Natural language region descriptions
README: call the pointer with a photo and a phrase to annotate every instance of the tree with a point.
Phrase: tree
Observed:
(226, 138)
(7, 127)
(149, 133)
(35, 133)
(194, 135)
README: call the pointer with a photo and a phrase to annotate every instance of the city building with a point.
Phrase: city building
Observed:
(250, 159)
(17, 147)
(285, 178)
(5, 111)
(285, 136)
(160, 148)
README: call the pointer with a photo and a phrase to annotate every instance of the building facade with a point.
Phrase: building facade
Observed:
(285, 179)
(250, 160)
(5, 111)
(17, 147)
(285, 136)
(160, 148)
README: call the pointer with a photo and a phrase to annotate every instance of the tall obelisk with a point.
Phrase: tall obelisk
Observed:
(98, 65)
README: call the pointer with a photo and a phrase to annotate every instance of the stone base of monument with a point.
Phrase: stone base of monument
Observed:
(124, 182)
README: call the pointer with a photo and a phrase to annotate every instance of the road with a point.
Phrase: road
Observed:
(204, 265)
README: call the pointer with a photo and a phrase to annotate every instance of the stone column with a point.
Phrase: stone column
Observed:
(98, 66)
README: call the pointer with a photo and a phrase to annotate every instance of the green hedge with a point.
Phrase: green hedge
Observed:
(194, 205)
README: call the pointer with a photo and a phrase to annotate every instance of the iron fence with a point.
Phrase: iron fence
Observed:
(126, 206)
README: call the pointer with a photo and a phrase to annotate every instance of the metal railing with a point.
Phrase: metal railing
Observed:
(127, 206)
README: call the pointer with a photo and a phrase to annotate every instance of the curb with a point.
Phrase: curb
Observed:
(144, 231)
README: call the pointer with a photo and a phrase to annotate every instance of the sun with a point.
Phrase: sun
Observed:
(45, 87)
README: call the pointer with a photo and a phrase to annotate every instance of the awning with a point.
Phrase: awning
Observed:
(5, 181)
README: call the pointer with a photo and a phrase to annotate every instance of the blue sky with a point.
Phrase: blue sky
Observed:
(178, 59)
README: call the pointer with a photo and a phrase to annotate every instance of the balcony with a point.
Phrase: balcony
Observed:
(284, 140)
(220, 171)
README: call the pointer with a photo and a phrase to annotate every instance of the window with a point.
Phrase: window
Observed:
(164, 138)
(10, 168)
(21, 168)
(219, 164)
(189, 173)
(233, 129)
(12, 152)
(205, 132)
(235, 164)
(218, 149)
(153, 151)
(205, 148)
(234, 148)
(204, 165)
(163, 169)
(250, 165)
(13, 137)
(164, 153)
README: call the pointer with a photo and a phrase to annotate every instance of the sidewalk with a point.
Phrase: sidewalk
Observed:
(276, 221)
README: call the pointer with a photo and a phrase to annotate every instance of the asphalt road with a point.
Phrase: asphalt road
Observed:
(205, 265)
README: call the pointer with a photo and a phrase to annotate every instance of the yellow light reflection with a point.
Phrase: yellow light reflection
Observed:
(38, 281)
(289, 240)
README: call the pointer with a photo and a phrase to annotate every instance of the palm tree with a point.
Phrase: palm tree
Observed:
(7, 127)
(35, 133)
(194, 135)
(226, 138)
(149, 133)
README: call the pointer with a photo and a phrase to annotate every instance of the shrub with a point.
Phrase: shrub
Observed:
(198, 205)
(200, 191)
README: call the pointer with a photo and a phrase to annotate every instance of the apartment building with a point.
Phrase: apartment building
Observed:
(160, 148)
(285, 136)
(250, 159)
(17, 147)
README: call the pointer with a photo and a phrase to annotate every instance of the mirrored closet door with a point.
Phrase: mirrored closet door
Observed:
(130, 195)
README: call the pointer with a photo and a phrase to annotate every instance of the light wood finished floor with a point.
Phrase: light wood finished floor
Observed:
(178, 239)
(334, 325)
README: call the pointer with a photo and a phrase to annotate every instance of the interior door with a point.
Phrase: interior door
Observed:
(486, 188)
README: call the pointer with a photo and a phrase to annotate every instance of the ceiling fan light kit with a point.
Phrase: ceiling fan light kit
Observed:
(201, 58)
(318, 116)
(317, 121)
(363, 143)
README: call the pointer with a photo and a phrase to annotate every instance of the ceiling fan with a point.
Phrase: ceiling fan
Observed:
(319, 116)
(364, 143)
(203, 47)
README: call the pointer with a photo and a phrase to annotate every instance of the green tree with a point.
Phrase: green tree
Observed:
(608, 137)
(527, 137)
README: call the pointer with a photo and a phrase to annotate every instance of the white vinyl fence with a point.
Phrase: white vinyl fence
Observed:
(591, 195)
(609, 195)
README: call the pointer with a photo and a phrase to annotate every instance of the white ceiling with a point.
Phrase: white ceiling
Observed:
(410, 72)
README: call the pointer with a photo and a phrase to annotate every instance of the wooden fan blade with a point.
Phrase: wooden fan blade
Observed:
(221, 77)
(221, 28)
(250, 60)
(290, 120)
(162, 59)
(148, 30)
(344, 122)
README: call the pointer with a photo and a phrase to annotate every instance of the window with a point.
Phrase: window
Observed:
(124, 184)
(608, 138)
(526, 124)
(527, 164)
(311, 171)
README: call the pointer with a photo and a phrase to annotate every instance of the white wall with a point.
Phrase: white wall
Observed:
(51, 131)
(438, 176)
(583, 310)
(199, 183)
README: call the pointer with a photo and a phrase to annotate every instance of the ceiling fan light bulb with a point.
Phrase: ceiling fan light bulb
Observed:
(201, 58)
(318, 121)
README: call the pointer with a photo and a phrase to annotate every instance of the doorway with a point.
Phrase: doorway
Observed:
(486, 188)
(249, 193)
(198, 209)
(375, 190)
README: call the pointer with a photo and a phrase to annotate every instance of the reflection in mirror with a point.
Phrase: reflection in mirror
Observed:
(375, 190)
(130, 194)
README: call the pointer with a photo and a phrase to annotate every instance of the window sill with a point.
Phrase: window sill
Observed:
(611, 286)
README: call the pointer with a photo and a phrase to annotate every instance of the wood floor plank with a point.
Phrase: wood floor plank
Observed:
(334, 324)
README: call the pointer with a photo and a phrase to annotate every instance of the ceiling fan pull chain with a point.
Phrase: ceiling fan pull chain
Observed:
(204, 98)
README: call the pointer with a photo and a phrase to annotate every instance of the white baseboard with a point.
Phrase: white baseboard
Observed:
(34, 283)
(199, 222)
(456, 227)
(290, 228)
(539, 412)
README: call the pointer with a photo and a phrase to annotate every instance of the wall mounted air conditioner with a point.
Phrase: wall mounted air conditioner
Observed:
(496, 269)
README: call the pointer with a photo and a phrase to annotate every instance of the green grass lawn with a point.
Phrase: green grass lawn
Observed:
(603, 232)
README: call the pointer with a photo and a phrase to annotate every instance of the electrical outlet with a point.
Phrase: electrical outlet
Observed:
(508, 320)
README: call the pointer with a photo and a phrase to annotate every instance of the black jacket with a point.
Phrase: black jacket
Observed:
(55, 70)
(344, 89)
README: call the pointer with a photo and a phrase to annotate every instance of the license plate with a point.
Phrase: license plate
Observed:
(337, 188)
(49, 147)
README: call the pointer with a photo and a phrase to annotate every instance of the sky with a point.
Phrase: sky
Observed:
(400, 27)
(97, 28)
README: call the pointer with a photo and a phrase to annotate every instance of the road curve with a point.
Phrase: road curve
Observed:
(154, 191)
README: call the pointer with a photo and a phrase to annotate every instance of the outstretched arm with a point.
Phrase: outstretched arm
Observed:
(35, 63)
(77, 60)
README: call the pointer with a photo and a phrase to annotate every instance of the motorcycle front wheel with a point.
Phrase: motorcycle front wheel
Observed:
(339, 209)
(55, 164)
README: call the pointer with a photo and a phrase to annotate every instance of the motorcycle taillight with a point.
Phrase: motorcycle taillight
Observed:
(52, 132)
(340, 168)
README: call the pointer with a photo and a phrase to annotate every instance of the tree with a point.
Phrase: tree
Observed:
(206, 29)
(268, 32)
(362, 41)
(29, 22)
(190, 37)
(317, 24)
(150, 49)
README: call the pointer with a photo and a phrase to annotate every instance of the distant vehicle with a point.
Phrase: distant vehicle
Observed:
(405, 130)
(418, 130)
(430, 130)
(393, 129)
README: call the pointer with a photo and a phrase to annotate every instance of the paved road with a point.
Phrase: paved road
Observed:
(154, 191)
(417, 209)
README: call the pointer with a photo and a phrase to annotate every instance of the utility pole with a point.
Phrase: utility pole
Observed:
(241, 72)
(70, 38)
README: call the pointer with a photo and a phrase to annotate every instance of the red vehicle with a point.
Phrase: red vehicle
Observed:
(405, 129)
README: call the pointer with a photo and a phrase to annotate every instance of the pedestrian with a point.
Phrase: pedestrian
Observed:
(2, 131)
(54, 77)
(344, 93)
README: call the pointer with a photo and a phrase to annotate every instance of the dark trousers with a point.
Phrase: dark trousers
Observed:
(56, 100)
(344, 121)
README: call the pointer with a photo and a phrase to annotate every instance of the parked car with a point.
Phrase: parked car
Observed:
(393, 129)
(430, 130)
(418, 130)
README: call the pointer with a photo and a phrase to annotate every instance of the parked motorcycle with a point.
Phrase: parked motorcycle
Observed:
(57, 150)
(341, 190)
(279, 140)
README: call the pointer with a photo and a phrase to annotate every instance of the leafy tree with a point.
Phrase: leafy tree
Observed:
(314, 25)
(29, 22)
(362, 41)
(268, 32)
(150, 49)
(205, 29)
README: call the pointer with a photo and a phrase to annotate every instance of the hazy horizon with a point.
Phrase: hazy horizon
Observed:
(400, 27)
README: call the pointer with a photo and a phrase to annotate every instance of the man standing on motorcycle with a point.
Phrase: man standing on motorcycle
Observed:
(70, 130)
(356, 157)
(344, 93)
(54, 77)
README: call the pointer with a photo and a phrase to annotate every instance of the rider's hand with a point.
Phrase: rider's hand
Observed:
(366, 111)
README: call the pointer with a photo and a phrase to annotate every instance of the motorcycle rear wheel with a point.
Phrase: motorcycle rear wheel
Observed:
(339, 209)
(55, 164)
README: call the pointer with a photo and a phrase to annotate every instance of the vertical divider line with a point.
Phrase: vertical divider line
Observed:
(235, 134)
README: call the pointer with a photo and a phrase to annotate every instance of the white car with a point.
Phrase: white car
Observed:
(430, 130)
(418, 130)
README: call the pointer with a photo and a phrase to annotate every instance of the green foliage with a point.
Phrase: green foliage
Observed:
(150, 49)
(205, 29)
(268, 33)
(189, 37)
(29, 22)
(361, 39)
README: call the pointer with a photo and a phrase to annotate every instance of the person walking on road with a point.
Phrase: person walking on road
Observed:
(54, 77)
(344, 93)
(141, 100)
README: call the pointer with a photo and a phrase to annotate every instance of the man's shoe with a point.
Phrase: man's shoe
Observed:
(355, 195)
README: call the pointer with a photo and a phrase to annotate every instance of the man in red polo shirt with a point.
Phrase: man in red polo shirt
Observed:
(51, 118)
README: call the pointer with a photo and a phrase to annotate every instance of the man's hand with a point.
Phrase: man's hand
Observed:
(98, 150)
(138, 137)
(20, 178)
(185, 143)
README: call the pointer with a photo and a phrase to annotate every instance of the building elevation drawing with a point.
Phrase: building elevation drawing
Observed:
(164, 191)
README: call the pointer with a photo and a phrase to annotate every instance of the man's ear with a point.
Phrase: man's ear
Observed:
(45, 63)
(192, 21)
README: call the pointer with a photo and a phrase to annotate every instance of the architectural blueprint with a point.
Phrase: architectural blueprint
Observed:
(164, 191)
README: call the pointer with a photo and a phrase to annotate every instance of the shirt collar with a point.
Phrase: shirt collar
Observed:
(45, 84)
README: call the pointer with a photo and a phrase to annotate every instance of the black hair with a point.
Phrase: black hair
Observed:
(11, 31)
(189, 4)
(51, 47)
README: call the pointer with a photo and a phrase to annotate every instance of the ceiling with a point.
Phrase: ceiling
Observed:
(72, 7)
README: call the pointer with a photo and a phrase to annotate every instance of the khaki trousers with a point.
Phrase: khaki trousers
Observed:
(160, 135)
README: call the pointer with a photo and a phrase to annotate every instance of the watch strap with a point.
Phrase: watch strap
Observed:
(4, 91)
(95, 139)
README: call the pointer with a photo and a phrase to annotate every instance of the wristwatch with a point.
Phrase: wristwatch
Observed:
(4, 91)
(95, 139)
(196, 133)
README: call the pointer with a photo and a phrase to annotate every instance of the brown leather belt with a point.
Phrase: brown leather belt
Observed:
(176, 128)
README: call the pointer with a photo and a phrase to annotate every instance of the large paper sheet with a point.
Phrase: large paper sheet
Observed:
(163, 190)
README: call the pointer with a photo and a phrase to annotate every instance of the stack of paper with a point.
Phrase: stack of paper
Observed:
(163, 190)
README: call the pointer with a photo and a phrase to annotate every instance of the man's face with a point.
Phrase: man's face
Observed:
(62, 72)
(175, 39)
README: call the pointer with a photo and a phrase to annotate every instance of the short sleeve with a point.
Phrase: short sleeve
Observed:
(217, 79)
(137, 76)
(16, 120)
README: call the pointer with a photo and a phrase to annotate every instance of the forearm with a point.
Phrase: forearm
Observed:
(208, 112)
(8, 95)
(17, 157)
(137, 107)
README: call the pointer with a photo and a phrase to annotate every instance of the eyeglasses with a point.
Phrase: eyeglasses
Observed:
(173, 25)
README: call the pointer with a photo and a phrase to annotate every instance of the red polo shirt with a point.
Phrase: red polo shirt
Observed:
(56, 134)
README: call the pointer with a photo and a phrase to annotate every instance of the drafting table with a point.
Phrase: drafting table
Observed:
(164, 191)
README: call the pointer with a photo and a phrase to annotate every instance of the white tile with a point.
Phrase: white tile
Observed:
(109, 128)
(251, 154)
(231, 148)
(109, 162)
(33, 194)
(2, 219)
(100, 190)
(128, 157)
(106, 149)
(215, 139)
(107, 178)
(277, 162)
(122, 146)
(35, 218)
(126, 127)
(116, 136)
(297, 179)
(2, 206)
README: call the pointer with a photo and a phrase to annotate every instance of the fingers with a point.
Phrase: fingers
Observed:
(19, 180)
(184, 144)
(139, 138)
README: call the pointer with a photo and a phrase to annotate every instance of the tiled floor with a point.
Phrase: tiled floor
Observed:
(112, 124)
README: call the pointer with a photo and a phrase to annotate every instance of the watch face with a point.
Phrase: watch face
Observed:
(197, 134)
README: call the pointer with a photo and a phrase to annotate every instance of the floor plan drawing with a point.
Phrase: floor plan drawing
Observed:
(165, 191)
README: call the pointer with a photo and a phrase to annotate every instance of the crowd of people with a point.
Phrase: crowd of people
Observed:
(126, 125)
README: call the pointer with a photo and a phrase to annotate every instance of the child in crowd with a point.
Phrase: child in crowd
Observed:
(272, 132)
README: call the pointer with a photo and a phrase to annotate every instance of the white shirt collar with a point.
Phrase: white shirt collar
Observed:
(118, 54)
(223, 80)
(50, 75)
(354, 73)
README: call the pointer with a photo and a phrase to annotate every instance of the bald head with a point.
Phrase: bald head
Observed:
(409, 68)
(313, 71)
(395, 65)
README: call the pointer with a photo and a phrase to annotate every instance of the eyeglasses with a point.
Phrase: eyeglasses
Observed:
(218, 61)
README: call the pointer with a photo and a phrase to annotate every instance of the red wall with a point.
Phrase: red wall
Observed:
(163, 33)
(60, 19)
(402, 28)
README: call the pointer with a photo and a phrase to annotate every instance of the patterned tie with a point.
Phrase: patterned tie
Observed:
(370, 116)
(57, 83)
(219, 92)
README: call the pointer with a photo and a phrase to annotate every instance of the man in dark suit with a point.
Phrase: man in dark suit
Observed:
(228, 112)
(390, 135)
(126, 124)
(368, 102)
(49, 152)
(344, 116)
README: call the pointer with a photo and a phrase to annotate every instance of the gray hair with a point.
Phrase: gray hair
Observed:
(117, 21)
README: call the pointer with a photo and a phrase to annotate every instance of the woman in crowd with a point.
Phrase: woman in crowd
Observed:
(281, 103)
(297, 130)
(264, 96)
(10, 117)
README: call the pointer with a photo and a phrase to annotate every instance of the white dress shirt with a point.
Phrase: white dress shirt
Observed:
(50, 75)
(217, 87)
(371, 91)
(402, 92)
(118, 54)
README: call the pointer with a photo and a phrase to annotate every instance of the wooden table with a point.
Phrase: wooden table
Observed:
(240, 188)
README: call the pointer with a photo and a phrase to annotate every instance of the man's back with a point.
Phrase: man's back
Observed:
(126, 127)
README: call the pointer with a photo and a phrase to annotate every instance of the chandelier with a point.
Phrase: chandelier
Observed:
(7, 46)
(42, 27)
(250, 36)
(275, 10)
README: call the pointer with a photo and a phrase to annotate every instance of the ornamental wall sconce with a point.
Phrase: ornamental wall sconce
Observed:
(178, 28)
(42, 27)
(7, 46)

Exercise goal -
How many lines of the data contain the word "chandelier"? Answer with the number alone.

Exercise result -
2